→ Objective
Display every line from the items below that contains the string "aircraft", copied in full. Letter case must match.

→ Source records
━━━━━━━━

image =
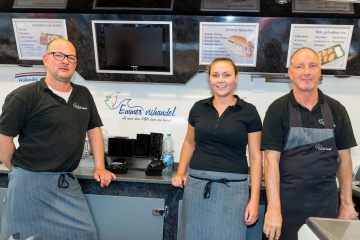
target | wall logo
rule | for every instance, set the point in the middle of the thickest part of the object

━━━━━━━━

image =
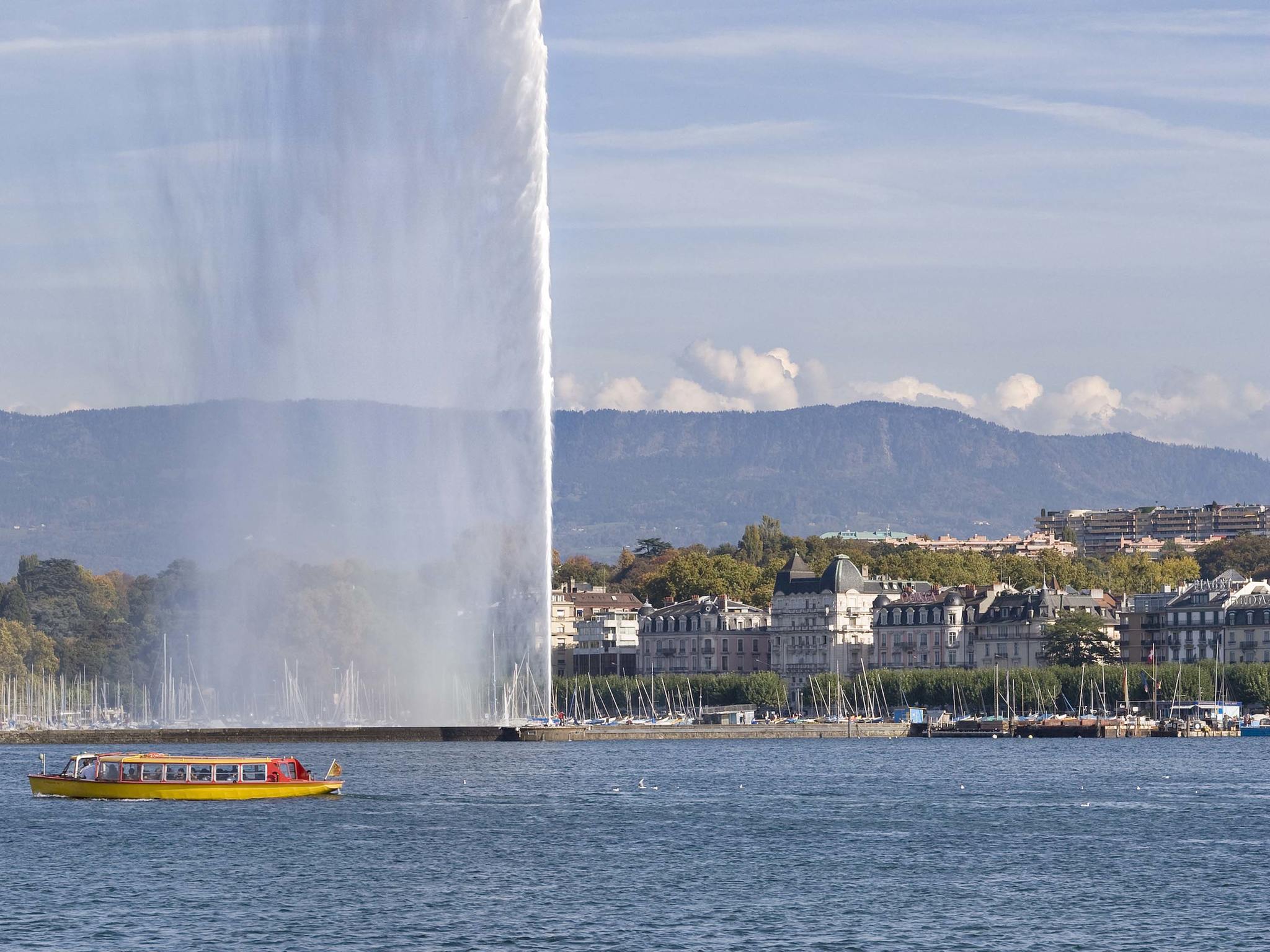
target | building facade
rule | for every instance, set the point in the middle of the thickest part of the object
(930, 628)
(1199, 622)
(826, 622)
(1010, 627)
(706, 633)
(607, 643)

━━━━━━━━

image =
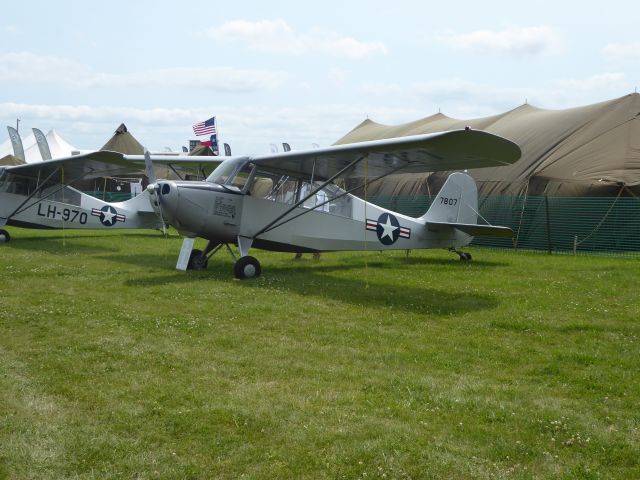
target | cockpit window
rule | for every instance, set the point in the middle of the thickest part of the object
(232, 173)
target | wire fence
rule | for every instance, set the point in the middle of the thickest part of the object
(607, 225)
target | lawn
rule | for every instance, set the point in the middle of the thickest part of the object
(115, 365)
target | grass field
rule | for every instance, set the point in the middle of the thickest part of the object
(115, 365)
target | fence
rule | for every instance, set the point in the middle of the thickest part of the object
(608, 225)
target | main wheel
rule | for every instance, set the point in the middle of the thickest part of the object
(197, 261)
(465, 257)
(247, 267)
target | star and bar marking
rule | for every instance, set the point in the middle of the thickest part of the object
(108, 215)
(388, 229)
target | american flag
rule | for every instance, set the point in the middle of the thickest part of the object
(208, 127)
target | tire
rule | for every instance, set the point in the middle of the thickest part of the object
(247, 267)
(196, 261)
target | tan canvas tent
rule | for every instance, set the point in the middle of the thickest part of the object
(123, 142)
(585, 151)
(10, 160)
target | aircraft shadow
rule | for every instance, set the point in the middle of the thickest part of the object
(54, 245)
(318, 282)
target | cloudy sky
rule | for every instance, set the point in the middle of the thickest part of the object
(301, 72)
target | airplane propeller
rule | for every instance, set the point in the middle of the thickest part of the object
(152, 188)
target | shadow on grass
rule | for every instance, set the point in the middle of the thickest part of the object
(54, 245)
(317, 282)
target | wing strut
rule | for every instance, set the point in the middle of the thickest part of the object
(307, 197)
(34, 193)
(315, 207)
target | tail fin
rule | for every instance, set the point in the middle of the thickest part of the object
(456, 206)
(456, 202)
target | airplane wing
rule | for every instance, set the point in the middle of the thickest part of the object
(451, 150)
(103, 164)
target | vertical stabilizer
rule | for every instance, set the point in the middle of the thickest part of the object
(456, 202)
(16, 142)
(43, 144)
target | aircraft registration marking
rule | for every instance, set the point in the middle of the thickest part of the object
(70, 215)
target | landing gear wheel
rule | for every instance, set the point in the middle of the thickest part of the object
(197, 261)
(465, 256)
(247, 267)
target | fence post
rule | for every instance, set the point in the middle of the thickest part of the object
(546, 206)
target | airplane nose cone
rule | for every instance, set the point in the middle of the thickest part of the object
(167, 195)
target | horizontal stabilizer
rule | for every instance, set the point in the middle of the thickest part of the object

━━━━━━━━

→ Solution for this task
target | aircraft shadow
target | aircraft registration marking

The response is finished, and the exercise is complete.